## What is being asked
Return all entries word for word, but drop any images.

--- Supplied material ---

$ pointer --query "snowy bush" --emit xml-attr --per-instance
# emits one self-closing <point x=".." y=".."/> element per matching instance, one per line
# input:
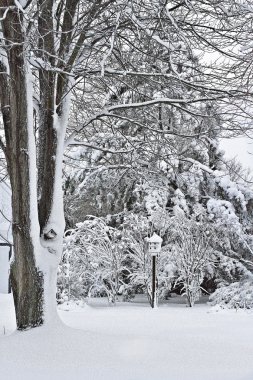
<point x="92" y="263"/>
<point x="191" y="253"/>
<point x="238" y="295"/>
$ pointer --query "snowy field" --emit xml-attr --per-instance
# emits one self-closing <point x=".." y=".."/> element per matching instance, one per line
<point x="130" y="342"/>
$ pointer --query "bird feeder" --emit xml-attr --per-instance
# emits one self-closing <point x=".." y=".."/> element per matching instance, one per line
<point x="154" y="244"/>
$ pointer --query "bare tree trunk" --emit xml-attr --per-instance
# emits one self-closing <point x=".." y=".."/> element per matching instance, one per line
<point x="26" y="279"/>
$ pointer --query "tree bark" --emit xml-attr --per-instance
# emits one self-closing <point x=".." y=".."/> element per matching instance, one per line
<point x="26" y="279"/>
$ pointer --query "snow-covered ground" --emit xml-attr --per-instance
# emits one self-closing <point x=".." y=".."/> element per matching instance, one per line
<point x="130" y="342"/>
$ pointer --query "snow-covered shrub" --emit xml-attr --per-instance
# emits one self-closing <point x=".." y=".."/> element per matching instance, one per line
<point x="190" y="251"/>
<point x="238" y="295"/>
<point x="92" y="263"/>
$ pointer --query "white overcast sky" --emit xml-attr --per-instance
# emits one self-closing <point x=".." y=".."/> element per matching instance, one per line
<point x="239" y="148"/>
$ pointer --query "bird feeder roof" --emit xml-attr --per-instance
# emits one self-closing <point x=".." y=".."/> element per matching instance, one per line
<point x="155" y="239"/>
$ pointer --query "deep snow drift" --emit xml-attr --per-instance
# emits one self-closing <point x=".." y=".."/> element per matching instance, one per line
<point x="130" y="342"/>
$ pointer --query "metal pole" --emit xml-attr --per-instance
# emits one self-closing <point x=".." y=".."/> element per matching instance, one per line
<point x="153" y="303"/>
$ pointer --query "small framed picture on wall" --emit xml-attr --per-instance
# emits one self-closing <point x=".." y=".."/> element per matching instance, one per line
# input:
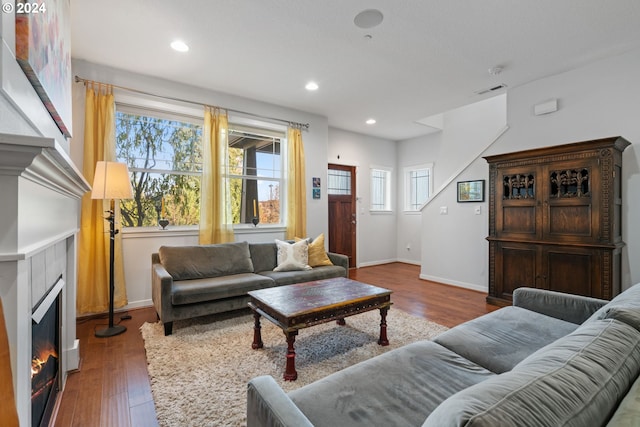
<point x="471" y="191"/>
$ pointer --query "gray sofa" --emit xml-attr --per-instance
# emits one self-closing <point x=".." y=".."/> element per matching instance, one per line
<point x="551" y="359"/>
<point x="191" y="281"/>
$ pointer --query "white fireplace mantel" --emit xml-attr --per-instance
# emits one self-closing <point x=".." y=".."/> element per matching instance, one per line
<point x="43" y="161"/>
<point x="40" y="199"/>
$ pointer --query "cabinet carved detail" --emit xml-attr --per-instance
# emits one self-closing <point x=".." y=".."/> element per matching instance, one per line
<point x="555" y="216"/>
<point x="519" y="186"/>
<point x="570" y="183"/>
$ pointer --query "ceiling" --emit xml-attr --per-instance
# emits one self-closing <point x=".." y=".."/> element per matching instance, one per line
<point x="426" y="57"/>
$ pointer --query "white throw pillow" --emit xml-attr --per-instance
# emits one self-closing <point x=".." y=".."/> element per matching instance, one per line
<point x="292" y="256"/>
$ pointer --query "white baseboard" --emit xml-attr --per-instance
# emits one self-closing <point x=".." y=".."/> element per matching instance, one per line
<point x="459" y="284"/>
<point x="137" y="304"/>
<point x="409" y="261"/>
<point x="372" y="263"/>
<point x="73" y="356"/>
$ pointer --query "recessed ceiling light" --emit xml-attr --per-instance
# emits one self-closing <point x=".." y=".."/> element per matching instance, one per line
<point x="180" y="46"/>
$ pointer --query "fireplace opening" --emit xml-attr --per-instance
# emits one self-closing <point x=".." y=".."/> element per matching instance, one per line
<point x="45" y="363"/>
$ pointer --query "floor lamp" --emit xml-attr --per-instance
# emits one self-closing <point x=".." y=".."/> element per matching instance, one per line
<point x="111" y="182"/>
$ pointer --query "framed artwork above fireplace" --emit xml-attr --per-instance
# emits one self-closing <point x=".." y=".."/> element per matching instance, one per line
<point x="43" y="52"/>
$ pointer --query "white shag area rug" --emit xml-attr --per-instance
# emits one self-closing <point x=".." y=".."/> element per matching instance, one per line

---

## Complete response
$ pointer --query "snowy bush" --emit xml-attr --per-instance
# emits one self-closing <point x=".." y=".."/> element per matching instance, one per line
# input:
<point x="92" y="263"/>
<point x="191" y="253"/>
<point x="238" y="295"/>
$ pointer --query "snowy field" --emit xml-attr --per-instance
# emits one self-closing <point x=".." y=".."/> element per matching instance, one per line
<point x="130" y="342"/>
$ pointer --query "bird feeder" --emit xml-attr --per-instance
# emits one self-closing <point x=".." y=".."/> element per matching instance, one per line
<point x="154" y="244"/>
$ pointer --query "bare tree trunk" --emit xml-attr --per-instance
# emits one self-closing <point x=".." y=".."/> element per matching instance, one per line
<point x="26" y="279"/>
$ pointer --query "tree bark" --emit xml-attr --per-instance
# emits one self-closing <point x=".." y=".."/> element per matching instance, one per line
<point x="26" y="279"/>
$ pointer --query "snow-covered ground" --emit xml-attr --per-instance
# emits one self-closing <point x=".." y=".."/> element per matching instance, one per line
<point x="130" y="342"/>
$ pointer --query "snow-covered shrub" --emit xml-attr --per-instance
# emits one self-closing <point x=".." y=".."/> element per matching instance, one per line
<point x="190" y="251"/>
<point x="238" y="295"/>
<point x="92" y="263"/>
$ pointer --query "white overcast sky" --emit xml-attr --per-instance
# emits one self-closing <point x=".." y=".."/> element per matching instance, one per line
<point x="239" y="148"/>
$ pointer --query "bird feeder roof" --emit xml-attr --per-instance
# emits one self-closing <point x=".." y=".."/> element per matching instance, one per line
<point x="155" y="239"/>
$ pointer --query "deep snow drift" --emit xml-attr --per-instance
# emits one self-closing <point x=".." y=".."/> element per matching instance, one per line
<point x="130" y="342"/>
$ pointer --query "metal pole" --emit xml-attr --per-instance
# emits one self-closing <point x=".." y=".."/> element per matching instance, one per line
<point x="153" y="303"/>
$ pointer --query "small framed picture on wall" --emit xml-attr --per-instance
# emits one self-closing <point x=".." y=".."/> element per matching instance, one per line
# input:
<point x="471" y="191"/>
$ pointer --query "gray sofa" --emit xml-attr --per-instance
# emits one self-closing <point x=".." y=".."/> element per matching instance, one per line
<point x="551" y="359"/>
<point x="191" y="281"/>
$ pointer --query "white fireplace mantel" --emit xml-attr --per-instance
# emits one self-closing <point x=".." y=".."/> element per matching instance, one per line
<point x="43" y="161"/>
<point x="40" y="199"/>
$ pointer --query "cabinet carved detail" --emit xml-attr --per-instance
# emits one self-closing <point x=".." y=".."/> element per matching instance, one per line
<point x="555" y="216"/>
<point x="519" y="186"/>
<point x="570" y="183"/>
$ pointer --query "ceiling" --emit xml-attr --per-instance
# emits one self-closing <point x=".." y=".."/> element per matching instance, one per line
<point x="426" y="57"/>
$ pointer --query "white throw pillow" --emit xml-attr --per-instance
# emits one self-closing <point x=".." y=".."/> element per matching instance, one per line
<point x="292" y="256"/>
$ pointer --query "white baseboard" --emit xml-attr --per-instance
# emits one self-closing <point x=".." y=".."/> element per matching instance, one per line
<point x="459" y="284"/>
<point x="137" y="304"/>
<point x="409" y="261"/>
<point x="372" y="263"/>
<point x="73" y="356"/>
$ pointer --query "recessed ceiling light" --emit xml-attr --per-instance
# emits one self-closing <point x=".." y=".."/> element per matching instance, one per line
<point x="180" y="46"/>
$ pointer --query "fireplace opening" --emit xml-attr --per-instance
# emits one self-closing <point x=".." y=".."/> element per matching instance, one per line
<point x="45" y="363"/>
$ pointer --query "floor lamp" --emit xml-attr --per-instance
# emits one self-closing <point x=".." y=".."/> element per matching instance, one per line
<point x="111" y="182"/>
$ pointer --query "framed artwork above fireplace" --emit xml-attr --per-instance
# emits one self-closing <point x=".." y=".."/> element per matching instance, one per line
<point x="43" y="52"/>
$ pointer --query "white shag area rug" --emit xml-attr --per-instance
# emits one self-closing <point x=".." y=".."/> element per matching instance, one per line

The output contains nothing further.